**Article**
========================================
They were much much more careful after that point about where and when they teleported.


----------



## Mercule (Nov 6, 2007)

I just wish my players would occasionally use scry-buff-port.  Even direct DM advice and NPCs doing it to them don't get them to do it.

I get complaints that a specialist can't ditch the divination school and buffs are cast only once or twice a level -- even in the teens.  Occasionally they port near-blindly -- of course that ends poorly.

That said, I can sympathize that it shouldn't be quite as effective as it can be.


----------



## lukelightning (Nov 6, 2007)

JDJblatherings said:
			
		

> My players tried "scry-buff-teleport' to raid a dead dragons treasure chamber, on the 40th level of the dungeon we were playing in, they were in the 10-12 level range.  They scried...sure enough dead dragon,




In 3e, RAW you can only scry on creatures.... dead things are objects, not creatures, so scrying on a dead dragon won't work.

Unless, of course, the dead dragon is really an _undead dragon_, which in my experience is normally what you encounter when you think it's just a dragon carcass.


----------



## JDJblatherings (Nov 6, 2007)

lukelightning said:
			
		

> In 3e, RAW you can only scry on creatures.... dead things are objects, not creatures, so scrying on a dead dragon won't work.
> 
> Unless, of course, the dead dragon is really an _undead dragon_, which in my experience is normally what you encounter when you think it's just a dragon carcass.





They could have been usign another spell that let them scout out the area. "Scrying" allows a save anyay so...the specific situation depends on the target blowing a save.

and yes the players let greed win out over experience and good sense. they were in a dungeon called "The Black Pit of the Dark Masters", they knew it was a meetign place, ritual center and lab space for a host of very powerful Necromancers, with more then one lich so they really weren't thinkign straight when they went for the treasure hoard of the "dead" dragon.


----------



## A'koss (Nov 6, 2007)

My biggest problem with S-B-T is the impact it can have on a setting. To be able to pop in over an area, wreak all kinds of havoc, then pop out again mere seconds later... The king might be safe in his spell-proof throne room, but the rest of his kingdom is not. Not his crops, not his towns and so on.
========================================
**Record list**
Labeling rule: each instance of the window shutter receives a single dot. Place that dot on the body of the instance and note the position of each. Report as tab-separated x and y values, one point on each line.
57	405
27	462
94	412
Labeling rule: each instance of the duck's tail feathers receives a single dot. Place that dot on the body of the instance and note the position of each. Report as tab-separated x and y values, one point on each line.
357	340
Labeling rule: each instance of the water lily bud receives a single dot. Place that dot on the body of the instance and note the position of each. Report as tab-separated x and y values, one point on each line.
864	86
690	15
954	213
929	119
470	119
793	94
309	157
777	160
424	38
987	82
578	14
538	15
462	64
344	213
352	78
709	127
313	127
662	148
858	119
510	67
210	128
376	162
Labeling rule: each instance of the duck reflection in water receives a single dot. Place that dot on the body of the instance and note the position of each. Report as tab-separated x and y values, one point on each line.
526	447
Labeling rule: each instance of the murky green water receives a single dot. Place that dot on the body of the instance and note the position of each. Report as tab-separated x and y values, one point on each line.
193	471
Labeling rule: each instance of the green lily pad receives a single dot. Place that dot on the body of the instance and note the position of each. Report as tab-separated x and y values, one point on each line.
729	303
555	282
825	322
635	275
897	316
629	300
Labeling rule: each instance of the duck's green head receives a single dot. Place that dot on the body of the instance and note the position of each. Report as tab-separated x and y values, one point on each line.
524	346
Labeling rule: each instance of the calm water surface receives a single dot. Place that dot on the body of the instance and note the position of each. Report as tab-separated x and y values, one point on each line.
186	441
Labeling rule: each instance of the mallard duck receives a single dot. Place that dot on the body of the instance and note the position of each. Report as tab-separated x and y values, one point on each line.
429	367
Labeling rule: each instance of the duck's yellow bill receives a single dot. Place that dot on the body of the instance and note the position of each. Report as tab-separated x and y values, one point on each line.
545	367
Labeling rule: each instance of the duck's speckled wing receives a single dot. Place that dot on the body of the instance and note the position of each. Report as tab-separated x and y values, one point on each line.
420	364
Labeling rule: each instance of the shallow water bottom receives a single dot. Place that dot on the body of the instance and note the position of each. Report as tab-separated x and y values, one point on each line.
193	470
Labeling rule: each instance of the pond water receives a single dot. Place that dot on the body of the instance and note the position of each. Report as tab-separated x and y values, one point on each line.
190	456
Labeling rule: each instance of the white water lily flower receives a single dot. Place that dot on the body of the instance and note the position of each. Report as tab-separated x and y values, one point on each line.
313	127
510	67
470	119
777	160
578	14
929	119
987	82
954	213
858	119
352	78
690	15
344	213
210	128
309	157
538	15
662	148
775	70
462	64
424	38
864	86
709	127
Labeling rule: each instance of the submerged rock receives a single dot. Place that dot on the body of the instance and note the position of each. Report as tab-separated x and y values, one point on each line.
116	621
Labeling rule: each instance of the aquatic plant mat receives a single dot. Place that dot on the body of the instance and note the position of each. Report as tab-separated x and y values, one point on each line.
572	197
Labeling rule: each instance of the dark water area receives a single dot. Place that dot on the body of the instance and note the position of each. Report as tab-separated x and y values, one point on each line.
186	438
========================================
**Tasks**
**A)** Answer each question from the forum thread above, one answer per line, marked the same way.
(i) How often does Mercule say his players cast buffs?
(ii) Under RAW in 3e, according to lukelightning, what is the only kind of thing you can scry on?
(iii) What was the dungeon in JDJblatherings's story called?
**B)** List every username that appears as a post header in the forum thread.

**Answers for the tasks**
**A)**
(i) Only once or twice a level, even in the teens.
(ii) Creatures.
(iii) "The Black Pit of the Dark Masters".

**B)**
Mercule
lukelightning
JDJblatherings
A'koss